→ TASK REQUIREMENTS
Reproduce the stretch of the records below, from the line containing "scoring and record integer pixel coordinates." through the last line of the records, with every character unchanged.

** Start MATERIAL FOR THIS EXERCISE **

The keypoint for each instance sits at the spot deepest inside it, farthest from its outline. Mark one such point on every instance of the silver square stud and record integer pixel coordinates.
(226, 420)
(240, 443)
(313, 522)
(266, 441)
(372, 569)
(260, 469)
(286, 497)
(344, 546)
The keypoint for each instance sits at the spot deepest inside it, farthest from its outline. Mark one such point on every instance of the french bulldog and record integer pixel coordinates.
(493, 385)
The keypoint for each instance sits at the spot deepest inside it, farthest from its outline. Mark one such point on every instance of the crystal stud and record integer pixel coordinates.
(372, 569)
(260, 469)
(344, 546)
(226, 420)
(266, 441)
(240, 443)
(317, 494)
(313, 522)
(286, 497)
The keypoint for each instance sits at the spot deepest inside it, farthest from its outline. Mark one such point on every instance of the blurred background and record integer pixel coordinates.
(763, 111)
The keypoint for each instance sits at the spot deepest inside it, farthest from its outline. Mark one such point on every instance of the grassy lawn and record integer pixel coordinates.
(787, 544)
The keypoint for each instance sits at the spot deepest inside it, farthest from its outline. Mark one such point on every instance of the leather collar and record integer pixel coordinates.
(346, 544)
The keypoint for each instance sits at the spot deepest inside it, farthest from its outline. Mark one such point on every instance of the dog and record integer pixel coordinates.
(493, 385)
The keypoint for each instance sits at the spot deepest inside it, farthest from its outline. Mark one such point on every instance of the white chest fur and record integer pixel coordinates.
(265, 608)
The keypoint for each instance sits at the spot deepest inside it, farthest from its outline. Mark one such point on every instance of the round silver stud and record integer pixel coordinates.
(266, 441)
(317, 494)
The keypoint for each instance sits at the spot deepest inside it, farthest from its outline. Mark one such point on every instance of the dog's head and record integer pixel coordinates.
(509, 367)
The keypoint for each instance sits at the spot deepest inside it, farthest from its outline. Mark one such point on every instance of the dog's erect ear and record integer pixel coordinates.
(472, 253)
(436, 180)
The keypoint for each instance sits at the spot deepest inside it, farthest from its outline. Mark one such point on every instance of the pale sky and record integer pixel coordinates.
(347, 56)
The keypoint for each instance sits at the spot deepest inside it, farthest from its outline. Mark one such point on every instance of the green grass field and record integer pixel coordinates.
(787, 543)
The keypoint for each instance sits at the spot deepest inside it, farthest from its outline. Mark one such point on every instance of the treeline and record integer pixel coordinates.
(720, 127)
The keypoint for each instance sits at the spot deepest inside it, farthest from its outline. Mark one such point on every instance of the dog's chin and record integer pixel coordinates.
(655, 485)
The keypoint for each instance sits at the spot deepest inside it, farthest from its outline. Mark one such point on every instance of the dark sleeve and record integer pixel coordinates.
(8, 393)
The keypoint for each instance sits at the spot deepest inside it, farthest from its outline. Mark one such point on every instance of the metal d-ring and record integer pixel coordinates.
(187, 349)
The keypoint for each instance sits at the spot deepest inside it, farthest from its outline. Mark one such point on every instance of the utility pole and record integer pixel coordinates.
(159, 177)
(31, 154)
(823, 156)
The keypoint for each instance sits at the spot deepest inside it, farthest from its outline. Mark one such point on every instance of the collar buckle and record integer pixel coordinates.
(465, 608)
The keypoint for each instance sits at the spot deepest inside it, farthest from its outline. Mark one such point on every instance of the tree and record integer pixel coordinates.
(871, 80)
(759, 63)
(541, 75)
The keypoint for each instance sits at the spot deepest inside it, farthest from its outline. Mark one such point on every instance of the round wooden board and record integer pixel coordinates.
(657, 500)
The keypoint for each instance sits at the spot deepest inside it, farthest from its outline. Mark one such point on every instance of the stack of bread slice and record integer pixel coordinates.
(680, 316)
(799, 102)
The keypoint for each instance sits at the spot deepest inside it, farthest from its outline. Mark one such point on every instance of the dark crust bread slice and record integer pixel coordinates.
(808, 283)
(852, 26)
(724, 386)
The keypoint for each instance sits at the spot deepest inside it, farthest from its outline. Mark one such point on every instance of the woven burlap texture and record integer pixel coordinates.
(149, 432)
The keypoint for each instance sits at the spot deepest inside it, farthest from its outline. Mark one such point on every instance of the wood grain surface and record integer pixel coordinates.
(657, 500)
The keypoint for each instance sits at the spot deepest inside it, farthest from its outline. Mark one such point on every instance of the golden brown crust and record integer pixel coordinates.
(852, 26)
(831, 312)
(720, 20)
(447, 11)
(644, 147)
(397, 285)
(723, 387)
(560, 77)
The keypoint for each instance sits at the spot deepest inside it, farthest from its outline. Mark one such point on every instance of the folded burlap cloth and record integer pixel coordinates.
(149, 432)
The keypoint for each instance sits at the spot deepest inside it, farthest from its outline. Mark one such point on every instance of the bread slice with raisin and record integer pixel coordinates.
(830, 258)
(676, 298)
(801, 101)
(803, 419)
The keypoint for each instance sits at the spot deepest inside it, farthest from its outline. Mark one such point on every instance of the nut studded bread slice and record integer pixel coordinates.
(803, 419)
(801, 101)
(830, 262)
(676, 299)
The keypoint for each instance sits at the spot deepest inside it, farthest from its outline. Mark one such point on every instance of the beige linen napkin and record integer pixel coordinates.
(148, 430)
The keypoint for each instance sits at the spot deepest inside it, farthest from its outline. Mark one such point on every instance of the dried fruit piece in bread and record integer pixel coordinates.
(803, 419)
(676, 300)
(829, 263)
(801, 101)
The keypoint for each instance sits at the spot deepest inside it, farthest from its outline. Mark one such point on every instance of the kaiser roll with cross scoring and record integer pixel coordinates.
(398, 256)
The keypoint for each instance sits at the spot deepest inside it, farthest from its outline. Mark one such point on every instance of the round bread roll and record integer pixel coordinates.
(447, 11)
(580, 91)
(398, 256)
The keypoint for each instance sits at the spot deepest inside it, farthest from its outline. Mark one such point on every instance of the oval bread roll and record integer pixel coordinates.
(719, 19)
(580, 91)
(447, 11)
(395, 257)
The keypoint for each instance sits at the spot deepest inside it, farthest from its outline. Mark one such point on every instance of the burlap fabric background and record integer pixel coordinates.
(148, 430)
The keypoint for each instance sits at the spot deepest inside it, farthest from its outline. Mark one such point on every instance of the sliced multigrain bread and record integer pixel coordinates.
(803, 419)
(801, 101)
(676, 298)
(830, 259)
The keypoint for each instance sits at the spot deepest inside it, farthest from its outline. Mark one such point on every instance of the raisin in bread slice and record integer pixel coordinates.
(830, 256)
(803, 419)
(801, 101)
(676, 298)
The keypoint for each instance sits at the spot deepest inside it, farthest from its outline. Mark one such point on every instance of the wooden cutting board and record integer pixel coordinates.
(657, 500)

** End MATERIAL FOR THIS EXERCISE **

→ COMPLETE RESPONSE
The keypoint for each instance sits at the spot deepest inside it, farthest from its outline. Mark one such point on every instance of the kaiser roll with cross scoring and record integer pixel coordinates.
(398, 256)
The keypoint for each instance sits at the spot deepest inside it, farthest from its outline. Mark one such point on every instance of the round bread roll and record integer pixel coordinates.
(447, 11)
(580, 91)
(398, 256)
The keypoint for each instance sits at the spot deepest inside it, farthest from its outline. Mark one such point on every instance of the oval bread roll and record integer pixel coordinates.
(719, 19)
(580, 91)
(447, 11)
(395, 257)
The keypoint for each instance sits at the spot deepest inside it, farthest from its outline. Mark one such point on every instance of the burlap fabric background and record integer pixel coordinates.
(148, 430)
The keypoint for each instance sits at the spot deepest inside it, farthest from its outline. Mark one such point on every instance of the sliced multigrain bread and record integer pixel coordinates.
(803, 419)
(801, 101)
(676, 298)
(830, 259)
The keypoint for each instance sits at the spot deepest inside it, farthest from its outline. Mark one such point on every instance of the raisin in bread slice and record integer pixel coordinates.
(830, 256)
(803, 419)
(801, 101)
(676, 298)
The keypoint for each instance sits at the spot deepest inside it, farthest from its outline. Mark one such point on every instance of the wooden cutting board and record integer pixel coordinates.
(657, 500)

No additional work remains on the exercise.